## EXTRAIT DU DOCUMENT
-*-*-

Comment un microbiome en santé protège-t-il le bébé contre l’inflammation chronique? Le mystère est résolu!

Le Dr Kelly McNagny et une étudiante au laboratoire (Photo : Phillip Chin)

Pourquoi les environnements aseptisés protègent-ils contre les infections, mais semblent-ils augmenter les risques de maladies inflammatoires chroniques comme l’asthme ou l’eczéma? Pourquoi l’exposition à certaines bactéries semble-t-elle réduire la prédisposition à ces maladies? Pendant des années, le Dr Kelly McNagny, de l’Université de la Colombie-Britannique, a cherché des réponses en étudiant comment le microbiome – les billions de microorganismes vivant principalement dans le tube digestif – influence la santé.

En 2012, le Dr McNagny et ses collègues ont constaté que les modifications du microbiome tôt dans la vie induisent des réactions inflammatoires. Le lien de cause à effet est resté mystérieux jusqu’à la découverte des cellules lymphoïdes innées, un type particulier de cellules immunitaires qui réagissent à des facteurs environnementaux et qui s’installent dans les tissus durant les premières années de vie. Afin de vérifier le lien entre ces cellules, le microbiome et la prédisposition aux maladies inflammatoires chroniques, le Dr McNagny et son équipe ont entrepris des essais sur des animaux.

-*-*-

## DONNÉES
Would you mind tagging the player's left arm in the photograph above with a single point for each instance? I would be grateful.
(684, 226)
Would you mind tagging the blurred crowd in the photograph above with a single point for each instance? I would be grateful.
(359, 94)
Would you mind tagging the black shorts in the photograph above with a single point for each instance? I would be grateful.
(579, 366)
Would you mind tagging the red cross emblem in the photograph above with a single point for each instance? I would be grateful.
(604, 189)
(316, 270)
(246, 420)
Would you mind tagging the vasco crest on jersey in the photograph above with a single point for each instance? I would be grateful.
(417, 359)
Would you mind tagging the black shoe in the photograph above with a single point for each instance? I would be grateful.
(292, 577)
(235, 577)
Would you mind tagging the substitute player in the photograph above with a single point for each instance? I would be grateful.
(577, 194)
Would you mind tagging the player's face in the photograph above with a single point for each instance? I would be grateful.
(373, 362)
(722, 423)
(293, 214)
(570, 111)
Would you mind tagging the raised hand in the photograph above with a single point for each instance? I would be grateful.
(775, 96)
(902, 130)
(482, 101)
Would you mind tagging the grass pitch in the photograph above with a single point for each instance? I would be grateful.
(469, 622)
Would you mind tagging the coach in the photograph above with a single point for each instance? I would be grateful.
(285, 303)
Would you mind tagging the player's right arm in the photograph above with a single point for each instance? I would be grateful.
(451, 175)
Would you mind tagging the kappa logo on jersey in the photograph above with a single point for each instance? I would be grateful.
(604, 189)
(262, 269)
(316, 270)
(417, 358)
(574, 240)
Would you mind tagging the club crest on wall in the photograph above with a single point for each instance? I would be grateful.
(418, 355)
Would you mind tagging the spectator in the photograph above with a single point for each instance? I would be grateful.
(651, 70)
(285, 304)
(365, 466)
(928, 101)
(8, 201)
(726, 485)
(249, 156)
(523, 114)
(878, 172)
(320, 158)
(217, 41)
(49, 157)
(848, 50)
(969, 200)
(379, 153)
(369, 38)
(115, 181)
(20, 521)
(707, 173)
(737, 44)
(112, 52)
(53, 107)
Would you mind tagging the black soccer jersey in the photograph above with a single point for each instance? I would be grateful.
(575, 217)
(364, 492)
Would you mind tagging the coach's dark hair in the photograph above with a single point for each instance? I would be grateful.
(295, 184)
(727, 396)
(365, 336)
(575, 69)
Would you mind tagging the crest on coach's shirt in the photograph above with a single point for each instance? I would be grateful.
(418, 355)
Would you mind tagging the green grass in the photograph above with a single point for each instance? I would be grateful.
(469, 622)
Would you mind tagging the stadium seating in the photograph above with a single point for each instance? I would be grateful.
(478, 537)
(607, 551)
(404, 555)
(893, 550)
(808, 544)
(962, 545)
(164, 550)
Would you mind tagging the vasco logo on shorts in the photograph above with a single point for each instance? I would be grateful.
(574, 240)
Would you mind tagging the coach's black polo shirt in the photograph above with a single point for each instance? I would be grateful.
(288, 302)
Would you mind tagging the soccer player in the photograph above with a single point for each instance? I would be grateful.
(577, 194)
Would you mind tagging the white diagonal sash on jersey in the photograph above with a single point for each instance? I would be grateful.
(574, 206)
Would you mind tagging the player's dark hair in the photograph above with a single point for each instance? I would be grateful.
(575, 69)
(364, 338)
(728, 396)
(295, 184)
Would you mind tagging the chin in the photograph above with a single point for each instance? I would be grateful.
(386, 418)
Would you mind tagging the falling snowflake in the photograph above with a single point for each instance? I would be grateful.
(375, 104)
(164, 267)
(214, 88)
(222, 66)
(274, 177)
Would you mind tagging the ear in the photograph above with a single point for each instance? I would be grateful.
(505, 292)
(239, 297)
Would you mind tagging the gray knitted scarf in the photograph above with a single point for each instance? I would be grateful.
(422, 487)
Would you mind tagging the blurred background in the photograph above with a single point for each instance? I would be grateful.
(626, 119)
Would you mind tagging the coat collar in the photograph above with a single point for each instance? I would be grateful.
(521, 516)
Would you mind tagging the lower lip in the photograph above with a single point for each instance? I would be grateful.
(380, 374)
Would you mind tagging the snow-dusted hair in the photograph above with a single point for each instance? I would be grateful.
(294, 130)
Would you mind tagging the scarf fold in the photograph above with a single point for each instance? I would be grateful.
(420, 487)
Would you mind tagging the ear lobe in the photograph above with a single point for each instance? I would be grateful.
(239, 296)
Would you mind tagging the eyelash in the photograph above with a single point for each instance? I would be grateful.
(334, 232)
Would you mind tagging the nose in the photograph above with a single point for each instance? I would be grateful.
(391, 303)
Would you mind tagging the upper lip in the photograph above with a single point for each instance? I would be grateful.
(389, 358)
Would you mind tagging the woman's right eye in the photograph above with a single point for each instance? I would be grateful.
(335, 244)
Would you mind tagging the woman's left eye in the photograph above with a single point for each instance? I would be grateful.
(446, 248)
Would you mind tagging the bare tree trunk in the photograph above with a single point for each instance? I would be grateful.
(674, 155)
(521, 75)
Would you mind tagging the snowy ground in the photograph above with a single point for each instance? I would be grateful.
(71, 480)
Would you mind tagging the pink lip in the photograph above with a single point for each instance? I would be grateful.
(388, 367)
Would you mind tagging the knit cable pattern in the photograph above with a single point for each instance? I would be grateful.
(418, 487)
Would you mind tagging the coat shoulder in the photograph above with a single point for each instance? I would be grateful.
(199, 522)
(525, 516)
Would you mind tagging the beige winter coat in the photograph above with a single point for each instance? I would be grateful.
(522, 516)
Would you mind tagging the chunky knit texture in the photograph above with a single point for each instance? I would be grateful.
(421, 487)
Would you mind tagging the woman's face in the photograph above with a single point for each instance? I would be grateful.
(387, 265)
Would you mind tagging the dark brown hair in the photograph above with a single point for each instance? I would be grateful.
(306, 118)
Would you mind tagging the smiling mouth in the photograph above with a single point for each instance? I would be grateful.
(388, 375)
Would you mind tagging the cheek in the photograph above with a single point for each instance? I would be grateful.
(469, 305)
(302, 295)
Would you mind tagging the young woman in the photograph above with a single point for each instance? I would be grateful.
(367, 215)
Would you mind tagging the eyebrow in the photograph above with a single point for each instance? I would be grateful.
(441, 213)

-*-*-

## DÉTAILS DE L'EXERCICE
Recopiez sans rien changer le passage du texte sur le microbiome qui commence par « Comment un microbiome » et se poursuit jusqu'à « (Photo : Phillip Chin) ».

## CORRIGÉ
Comment un microbiome en santé protège-t-il le bébé contre l’inflammation chronique? Le mystère est résolu!

Le Dr Kelly McNagny et une étudiante au laboratoire (Photo : Phillip Chin)